→ Your objective: No line before the one containing "Need: a point for each instance of the gable" should appear; that line and all lines after it, through the end of the data, are to be set down exactly.

*** Opening Data shown ***

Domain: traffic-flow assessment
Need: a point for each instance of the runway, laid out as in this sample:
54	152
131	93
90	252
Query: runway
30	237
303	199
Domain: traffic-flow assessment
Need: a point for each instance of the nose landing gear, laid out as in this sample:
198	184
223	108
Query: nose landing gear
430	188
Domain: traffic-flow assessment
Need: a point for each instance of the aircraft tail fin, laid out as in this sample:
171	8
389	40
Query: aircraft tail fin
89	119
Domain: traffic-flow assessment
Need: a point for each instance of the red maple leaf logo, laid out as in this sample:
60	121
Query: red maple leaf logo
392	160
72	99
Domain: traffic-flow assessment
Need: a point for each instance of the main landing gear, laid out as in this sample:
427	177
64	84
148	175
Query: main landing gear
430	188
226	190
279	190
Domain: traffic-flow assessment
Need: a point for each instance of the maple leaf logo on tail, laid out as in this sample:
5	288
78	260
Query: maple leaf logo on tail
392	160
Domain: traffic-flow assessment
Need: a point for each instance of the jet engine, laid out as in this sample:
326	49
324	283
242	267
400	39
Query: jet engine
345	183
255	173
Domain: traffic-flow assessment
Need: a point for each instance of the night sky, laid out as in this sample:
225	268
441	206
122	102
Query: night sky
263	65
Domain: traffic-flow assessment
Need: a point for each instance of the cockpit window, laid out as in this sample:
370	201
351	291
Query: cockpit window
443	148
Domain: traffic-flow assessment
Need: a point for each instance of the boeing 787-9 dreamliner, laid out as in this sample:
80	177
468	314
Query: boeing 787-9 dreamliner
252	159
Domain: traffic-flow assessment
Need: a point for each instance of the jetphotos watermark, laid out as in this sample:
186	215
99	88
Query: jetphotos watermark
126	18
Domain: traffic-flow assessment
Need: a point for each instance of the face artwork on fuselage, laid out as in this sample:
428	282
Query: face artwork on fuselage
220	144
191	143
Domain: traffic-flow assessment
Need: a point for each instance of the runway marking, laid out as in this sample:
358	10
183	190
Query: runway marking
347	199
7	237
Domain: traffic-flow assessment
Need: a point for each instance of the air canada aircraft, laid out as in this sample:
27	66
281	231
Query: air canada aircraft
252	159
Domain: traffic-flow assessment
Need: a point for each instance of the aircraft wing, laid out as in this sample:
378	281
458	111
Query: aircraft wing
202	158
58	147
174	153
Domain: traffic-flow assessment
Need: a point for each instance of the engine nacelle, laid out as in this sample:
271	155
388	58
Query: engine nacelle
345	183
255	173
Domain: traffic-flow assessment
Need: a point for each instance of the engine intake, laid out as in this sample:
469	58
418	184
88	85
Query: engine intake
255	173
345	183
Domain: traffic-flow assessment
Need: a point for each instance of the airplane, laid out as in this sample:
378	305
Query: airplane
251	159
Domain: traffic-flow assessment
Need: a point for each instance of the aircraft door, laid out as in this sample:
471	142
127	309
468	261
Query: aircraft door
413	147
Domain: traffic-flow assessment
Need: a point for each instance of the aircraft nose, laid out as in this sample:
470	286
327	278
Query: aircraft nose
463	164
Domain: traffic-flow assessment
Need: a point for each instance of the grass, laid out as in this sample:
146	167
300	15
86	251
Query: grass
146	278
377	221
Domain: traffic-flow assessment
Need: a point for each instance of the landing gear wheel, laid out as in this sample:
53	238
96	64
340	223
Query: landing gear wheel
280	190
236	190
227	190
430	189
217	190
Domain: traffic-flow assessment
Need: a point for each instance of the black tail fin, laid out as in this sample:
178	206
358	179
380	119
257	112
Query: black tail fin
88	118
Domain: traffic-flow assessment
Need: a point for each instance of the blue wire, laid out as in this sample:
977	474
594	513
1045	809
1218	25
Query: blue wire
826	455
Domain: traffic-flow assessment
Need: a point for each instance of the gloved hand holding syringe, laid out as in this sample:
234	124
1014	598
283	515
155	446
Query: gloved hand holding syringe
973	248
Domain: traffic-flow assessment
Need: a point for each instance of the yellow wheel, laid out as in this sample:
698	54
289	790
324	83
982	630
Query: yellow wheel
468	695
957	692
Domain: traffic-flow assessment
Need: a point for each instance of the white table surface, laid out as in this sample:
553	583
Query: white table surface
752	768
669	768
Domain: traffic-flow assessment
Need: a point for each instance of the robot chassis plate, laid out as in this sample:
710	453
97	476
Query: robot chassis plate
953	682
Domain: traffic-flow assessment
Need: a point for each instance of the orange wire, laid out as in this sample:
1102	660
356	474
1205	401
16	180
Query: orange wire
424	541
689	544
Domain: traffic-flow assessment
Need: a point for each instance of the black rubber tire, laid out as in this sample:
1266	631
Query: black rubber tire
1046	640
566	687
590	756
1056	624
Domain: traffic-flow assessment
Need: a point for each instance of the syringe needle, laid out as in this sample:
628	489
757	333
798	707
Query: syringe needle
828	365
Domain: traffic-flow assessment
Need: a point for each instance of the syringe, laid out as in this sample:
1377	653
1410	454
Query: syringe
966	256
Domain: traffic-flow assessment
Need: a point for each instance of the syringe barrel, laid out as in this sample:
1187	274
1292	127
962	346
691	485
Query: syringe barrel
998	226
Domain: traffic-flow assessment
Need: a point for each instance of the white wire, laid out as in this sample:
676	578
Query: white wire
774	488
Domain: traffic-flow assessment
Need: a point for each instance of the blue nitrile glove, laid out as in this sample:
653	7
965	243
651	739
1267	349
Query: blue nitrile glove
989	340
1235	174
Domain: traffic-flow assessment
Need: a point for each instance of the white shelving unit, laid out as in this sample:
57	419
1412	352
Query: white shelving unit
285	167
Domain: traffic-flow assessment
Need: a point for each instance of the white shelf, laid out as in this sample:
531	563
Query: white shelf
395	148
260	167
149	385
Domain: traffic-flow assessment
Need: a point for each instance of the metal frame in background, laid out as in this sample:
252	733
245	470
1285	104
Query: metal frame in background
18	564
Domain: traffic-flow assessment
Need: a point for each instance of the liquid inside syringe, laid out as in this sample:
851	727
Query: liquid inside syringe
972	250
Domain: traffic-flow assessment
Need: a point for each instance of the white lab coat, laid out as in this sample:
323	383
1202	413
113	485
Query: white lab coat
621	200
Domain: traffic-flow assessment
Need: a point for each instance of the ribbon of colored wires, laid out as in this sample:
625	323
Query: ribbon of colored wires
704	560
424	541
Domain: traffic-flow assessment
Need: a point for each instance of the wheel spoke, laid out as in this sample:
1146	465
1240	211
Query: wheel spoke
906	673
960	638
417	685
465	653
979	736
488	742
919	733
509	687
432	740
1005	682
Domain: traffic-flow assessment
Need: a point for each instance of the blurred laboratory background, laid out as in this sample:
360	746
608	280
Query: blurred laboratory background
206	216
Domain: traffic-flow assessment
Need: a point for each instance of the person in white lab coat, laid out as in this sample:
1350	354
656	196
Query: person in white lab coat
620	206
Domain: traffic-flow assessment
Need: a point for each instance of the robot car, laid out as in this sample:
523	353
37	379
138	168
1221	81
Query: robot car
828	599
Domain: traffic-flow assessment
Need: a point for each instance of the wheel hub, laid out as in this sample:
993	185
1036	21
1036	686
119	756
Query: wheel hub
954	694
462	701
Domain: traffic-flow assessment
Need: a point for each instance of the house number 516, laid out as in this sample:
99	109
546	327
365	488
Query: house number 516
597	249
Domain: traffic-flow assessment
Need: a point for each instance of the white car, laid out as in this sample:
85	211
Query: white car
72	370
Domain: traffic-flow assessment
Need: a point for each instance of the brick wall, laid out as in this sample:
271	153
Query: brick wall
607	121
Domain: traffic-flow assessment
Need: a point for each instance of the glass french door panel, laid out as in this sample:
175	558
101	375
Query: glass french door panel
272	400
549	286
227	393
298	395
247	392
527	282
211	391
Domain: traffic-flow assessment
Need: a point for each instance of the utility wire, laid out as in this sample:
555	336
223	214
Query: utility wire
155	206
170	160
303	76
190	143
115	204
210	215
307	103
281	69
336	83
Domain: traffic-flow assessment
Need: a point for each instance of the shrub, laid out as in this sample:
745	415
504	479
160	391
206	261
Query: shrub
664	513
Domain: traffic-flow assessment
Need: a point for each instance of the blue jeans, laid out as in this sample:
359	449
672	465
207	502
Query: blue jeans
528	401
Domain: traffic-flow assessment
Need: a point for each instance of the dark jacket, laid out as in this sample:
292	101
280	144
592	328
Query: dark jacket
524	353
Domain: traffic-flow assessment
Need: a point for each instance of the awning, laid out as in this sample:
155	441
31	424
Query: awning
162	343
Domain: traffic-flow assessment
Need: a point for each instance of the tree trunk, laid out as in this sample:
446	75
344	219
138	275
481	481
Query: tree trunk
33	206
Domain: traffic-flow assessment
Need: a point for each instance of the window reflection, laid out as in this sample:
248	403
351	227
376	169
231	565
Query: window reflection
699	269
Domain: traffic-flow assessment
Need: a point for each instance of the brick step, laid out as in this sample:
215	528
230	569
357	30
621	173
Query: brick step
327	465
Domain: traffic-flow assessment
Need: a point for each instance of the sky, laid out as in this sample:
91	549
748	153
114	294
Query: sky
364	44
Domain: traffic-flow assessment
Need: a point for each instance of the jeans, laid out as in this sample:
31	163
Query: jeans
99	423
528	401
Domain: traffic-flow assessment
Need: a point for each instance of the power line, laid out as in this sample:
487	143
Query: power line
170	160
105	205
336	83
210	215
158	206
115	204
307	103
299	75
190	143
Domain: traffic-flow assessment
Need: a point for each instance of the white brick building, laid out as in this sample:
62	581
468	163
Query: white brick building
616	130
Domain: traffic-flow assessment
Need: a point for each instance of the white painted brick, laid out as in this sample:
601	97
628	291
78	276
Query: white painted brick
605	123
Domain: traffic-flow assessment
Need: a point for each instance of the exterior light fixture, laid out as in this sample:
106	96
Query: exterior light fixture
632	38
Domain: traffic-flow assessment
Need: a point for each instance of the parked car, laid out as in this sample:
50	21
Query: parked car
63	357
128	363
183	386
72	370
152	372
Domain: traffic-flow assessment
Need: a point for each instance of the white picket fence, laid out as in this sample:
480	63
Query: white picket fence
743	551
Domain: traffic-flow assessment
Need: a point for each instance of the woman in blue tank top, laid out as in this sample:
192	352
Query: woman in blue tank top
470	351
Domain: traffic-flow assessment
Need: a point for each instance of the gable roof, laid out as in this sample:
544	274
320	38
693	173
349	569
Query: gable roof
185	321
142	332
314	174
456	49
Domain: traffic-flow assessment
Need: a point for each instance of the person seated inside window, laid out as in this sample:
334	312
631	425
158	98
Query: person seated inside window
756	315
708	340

*** Closing Data shown ***

→ Expected answer:
Need: a point for each instance of the gable roof, laid out as in this sample:
544	274
320	38
693	173
349	569
Query: gable roof
185	321
142	332
314	174
456	49
Domain: traffic-flow assessment
Need: a point for each instance of the person seated inside window, laid out as in this sample:
334	312
631	425
158	98
Query: person seated inside window
756	315
708	340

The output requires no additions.